→ THE DATA

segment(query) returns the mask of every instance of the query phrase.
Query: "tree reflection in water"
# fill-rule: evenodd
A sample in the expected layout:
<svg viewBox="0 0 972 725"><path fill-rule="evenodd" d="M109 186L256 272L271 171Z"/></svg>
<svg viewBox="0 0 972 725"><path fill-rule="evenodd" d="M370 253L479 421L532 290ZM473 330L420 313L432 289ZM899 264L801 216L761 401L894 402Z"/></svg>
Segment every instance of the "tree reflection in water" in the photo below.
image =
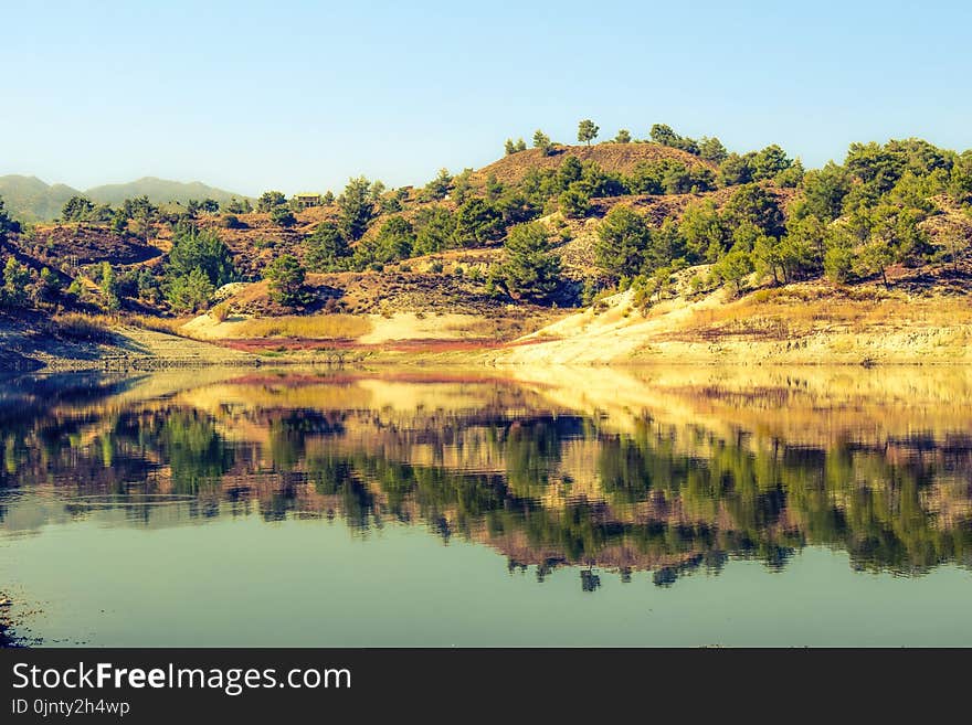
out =
<svg viewBox="0 0 972 725"><path fill-rule="evenodd" d="M782 569L807 545L846 551L860 571L970 564L972 437L958 423L916 434L889 407L877 417L897 430L850 416L833 435L788 439L768 431L792 415L789 398L747 426L730 415L743 408L719 417L711 392L688 390L674 399L705 402L698 420L658 405L614 425L504 381L411 381L390 386L391 403L371 385L284 377L139 395L137 381L6 384L0 498L44 487L82 518L91 507L78 497L110 494L133 525L157 515L146 494L190 497L182 518L255 507L266 521L340 518L360 533L393 521L494 547L538 582L577 566L583 591L601 586L599 568L622 582L649 571L665 587L730 558Z"/></svg>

→ PROBLEM TO SOLVE
Copy every row above word for word, leaving out the picture.

→ EXERCISE OUTPUT
segment(query) returns the mask of every instance of the query phrase.
Query: "tree reflection in water"
# fill-rule: evenodd
A sample in the expected layout:
<svg viewBox="0 0 972 725"><path fill-rule="evenodd" d="M109 186L256 272L271 171Z"/></svg>
<svg viewBox="0 0 972 725"><path fill-rule="evenodd" d="M370 253L479 421L532 290ZM473 330L420 313L432 289ZM899 264L801 216L761 401L894 402Z"/></svg>
Segment every instance of the "tree reflection in water" in the photo below.
image =
out =
<svg viewBox="0 0 972 725"><path fill-rule="evenodd" d="M782 569L807 545L846 551L860 571L970 564L972 437L958 423L916 434L889 407L877 417L897 430L850 416L833 435L788 439L768 431L792 415L789 398L747 426L730 415L743 408L719 417L711 392L688 390L674 399L705 402L698 420L658 405L614 425L504 381L411 381L390 386L391 403L371 385L284 377L139 395L137 381L6 384L0 498L44 487L82 518L91 507L78 497L110 494L133 525L157 515L146 494L190 497L182 518L255 507L266 521L340 518L360 533L393 521L494 547L538 582L577 566L583 591L601 586L599 568L622 582L649 571L665 587L730 558Z"/></svg>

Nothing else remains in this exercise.